Materials provided:
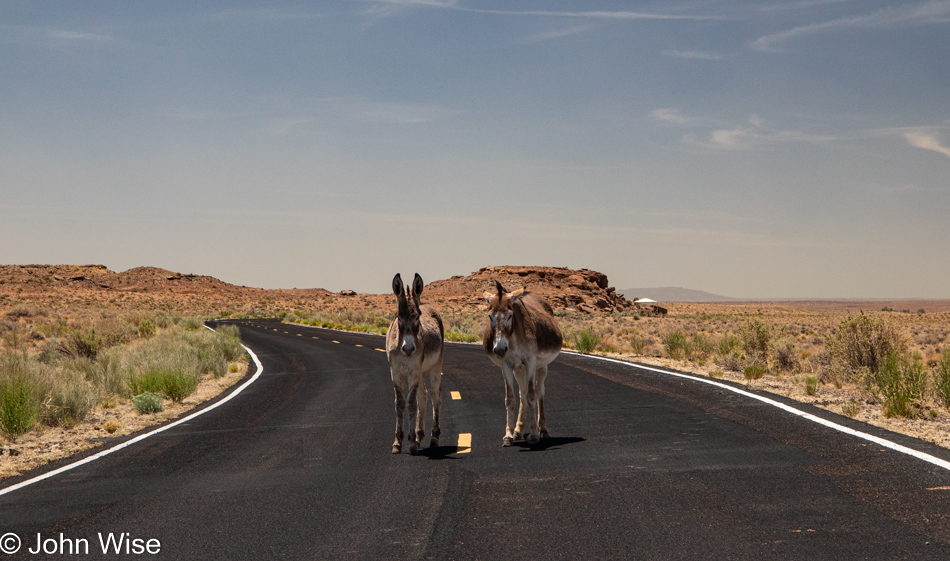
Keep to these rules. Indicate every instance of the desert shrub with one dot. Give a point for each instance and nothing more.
(862, 343)
(146, 329)
(19, 407)
(753, 372)
(677, 345)
(147, 402)
(755, 335)
(452, 335)
(71, 399)
(851, 409)
(586, 340)
(783, 354)
(171, 362)
(729, 353)
(637, 344)
(114, 331)
(700, 348)
(177, 385)
(941, 379)
(901, 381)
(82, 344)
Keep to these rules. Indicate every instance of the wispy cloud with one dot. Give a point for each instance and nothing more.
(78, 36)
(607, 15)
(399, 113)
(927, 142)
(694, 55)
(556, 34)
(262, 14)
(388, 7)
(800, 5)
(676, 117)
(717, 135)
(927, 13)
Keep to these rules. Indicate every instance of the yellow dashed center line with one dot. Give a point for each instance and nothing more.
(465, 443)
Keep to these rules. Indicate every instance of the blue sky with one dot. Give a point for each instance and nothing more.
(795, 148)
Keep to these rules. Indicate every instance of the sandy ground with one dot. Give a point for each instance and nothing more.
(37, 448)
(931, 429)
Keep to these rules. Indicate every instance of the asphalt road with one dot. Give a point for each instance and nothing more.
(640, 465)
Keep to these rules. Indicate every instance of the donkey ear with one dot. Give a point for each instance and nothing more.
(417, 286)
(516, 295)
(499, 288)
(397, 285)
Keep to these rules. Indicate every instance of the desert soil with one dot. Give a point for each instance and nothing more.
(77, 295)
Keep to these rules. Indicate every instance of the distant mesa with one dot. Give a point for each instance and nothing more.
(674, 294)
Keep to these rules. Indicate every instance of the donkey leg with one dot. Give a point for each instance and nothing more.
(542, 425)
(400, 406)
(411, 409)
(435, 385)
(423, 401)
(529, 402)
(510, 399)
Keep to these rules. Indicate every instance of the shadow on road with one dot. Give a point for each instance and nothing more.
(550, 443)
(440, 452)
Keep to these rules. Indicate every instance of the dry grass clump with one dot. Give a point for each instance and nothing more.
(57, 380)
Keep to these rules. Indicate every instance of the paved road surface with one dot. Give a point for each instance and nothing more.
(640, 466)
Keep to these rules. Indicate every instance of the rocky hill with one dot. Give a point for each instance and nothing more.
(581, 290)
(95, 286)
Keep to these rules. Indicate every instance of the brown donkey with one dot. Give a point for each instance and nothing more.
(522, 338)
(413, 346)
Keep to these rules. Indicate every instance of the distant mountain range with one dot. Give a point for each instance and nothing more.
(673, 294)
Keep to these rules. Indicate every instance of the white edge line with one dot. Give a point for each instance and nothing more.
(814, 418)
(139, 438)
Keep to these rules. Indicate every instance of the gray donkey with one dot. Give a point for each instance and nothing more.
(413, 346)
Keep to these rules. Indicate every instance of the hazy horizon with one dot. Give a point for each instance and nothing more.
(749, 149)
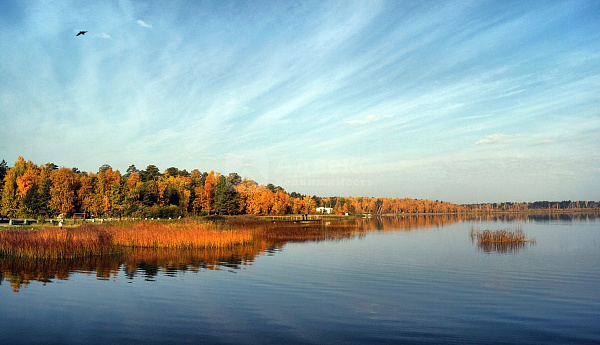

To do: Every entry, word for word, should be given again; the pictures are not part of the copy.

Result:
Keep to these rules. Indicate every instance of the desert shrub with one dot. Give a point for each instance and nothing more.
(862, 343)
(146, 329)
(19, 407)
(753, 372)
(677, 345)
(147, 402)
(755, 335)
(452, 335)
(71, 399)
(851, 409)
(586, 340)
(783, 354)
(171, 362)
(729, 353)
(637, 344)
(114, 331)
(700, 348)
(177, 385)
(941, 379)
(901, 381)
(82, 344)
Keep to these rules. Indicate every instance of the wispy cloud with one dot. Give a point for each instance and nothing more.
(78, 36)
(607, 15)
(399, 113)
(927, 142)
(694, 55)
(556, 34)
(262, 14)
(388, 7)
(800, 5)
(676, 117)
(717, 135)
(927, 13)
Keep to these rules. Indicate every instance of the yellow dashed center line with one dot. Give a point for each instance and nothing more.
(465, 443)
Keep to these rules. Indicate every instance of the blue sky with one dot. Give a point for each instance and nothing more.
(795, 148)
Keep to these rules. Indicate every instance of the sandy ground with one dot. Give a point for each instance and nothing more.
(37, 448)
(931, 429)
Keep to these rules. Indicate every instance of the asphalt road with one dot. Give a point for each instance and nothing more.
(640, 465)
Keep to these rules. Indicate every instance of the donkey ear with one dot. Give a point for each instance and nothing more.
(417, 286)
(516, 295)
(499, 288)
(397, 285)
Keep to these rules. Indicate every instance of the desert soil with one dot. Give a point for each instance and nothing more.
(77, 295)
Keep to these rules. Indicate every instance of the distant mesa with one dot. Give a point for each instance and nothing more.
(674, 294)
Keep to these rules. Indicate every instance of the donkey leg with one dot. Give a point for each instance and nothing more.
(542, 425)
(400, 406)
(411, 409)
(435, 385)
(423, 401)
(529, 402)
(510, 399)
Keep to these rules. Indicate every instance of the shadow on road with one dot. Give a point for each instance and nothing more.
(550, 443)
(440, 452)
Keep to these rules. Indicate every instance of the dry grass clump with one dot. Give a point for each instance and nothing more.
(57, 380)
Keep to these rules. Indicate every instance of the paved road surface with one dot. Give a point for each instance and nothing more.
(640, 466)
Keep to these rules. Indicate every instance of the rocky hill with one dot. Give a point for each instance and nothing more.
(581, 290)
(95, 286)
Keep to these rules. Indicate every instance of the brown donkey with one dot. Give a point for each instance and nothing more.
(522, 338)
(413, 346)
Keep to these rules. Indicate every instance of the distant mountain range with one dot. Give a point for each instance and nothing more.
(673, 294)
Keep to these rules. Indicate every instance of the white edge line with one dot. Give a point for each instance and nothing more.
(814, 418)
(139, 438)
Keep to these rules. Indicate every instance of the gray donkey with one dot. Give a point for each instance and nothing more.
(413, 346)
Keep to these rules. Indicate every instance of the hazy horizon with one dot. Give a point for each instance and nothing more.
(749, 149)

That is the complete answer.